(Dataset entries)
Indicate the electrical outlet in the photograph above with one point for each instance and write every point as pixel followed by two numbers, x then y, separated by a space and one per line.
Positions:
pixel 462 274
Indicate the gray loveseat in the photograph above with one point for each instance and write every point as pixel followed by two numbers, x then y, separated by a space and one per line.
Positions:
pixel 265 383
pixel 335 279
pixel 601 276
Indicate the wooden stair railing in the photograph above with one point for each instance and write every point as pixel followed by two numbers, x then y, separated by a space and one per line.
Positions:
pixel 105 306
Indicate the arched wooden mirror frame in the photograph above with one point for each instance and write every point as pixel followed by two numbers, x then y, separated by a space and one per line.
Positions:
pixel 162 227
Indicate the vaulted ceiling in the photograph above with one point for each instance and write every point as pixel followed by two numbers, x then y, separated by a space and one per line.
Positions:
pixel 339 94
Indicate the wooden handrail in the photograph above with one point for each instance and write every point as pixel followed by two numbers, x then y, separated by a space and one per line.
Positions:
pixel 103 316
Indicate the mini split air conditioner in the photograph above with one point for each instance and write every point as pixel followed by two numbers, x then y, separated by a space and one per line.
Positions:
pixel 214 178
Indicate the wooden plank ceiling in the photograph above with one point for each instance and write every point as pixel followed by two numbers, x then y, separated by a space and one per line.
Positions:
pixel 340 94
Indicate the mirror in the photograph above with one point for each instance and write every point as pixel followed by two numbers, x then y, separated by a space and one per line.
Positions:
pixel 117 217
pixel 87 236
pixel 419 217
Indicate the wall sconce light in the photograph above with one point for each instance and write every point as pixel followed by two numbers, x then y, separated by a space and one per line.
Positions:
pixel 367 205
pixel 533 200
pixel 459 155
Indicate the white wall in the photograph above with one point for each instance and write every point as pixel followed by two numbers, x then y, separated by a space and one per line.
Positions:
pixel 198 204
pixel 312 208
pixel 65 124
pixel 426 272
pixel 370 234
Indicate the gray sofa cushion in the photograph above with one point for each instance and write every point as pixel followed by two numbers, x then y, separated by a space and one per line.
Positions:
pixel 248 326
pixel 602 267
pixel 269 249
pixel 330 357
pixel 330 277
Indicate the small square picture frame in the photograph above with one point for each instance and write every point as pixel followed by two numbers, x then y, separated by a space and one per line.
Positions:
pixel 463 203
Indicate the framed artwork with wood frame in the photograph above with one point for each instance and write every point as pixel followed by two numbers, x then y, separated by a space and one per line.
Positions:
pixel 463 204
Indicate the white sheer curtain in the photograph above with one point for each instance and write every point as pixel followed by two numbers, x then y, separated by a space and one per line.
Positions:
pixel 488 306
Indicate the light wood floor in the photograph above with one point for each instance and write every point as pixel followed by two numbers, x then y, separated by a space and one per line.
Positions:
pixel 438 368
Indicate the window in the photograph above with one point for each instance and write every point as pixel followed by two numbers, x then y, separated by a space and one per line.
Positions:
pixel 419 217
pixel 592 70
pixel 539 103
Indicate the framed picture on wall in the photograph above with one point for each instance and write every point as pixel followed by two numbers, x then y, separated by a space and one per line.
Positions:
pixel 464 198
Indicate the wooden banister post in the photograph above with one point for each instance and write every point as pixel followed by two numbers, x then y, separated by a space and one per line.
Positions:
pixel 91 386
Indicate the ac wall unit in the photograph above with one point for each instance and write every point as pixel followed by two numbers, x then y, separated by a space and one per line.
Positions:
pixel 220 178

**WHAT YOU SHOULD DO:** Go through the records above. Copy each line in which the string "wooden" appears.

**EXERCISE RESULT:**
Indicate the wooden stair railing in the photograph above with one point for each instance and write every point as pixel followed by two numbers, x then y, separated by a space and one per line.
Indicate the arched wooden mirror frame in the photograph above with one point for each instance and write every point as pixel followed by two numbers, x then y, separated by a space and one per line.
Indicate the wooden handrail in the photograph above with one point for each instance and write every point as pixel followed by two numbers, x then y, separated by a space and one per line.
Indicate the wooden plank ceiling in the photograph above with one point for each instance and write every point as pixel followed by two numbers, x then y, separated by a space and one per line.
Indicate the wooden banister post in the photograph above with one point for each instance and write every point as pixel followed by two numbers, x then y, separated by a space and one per line.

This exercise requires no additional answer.